**What you will do**
Please rewrite the rows below with "bounding boxes" changed to "bounding rectangles" and everything else left as it is.

————————

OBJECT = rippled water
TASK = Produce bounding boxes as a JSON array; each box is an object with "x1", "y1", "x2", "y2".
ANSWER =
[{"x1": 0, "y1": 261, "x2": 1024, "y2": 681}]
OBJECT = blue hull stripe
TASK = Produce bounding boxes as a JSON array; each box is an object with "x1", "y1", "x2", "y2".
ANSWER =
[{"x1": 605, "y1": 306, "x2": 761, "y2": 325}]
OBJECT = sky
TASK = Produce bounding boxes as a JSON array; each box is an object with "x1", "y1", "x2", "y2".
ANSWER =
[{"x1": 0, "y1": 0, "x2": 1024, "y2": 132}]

————————

**Exercise result**
OBJECT = rippled water
TASK = Produce bounding rectangles as a JSON array; each box is an object with "x1", "y1", "x2", "y2".
ANSWER =
[{"x1": 0, "y1": 261, "x2": 1024, "y2": 681}]
OBJECT = blue hull stripe
TASK = Produce bounding rectangles as a JSON array; each box is an object with "x1", "y1", "x2", "y2".
ANSWER =
[{"x1": 605, "y1": 306, "x2": 761, "y2": 325}]
OBJECT = sky
TASK = Produce bounding rectangles as a JSON array; each box is an object with "x1", "y1", "x2", "y2".
ANSWER =
[{"x1": 0, "y1": 0, "x2": 1024, "y2": 132}]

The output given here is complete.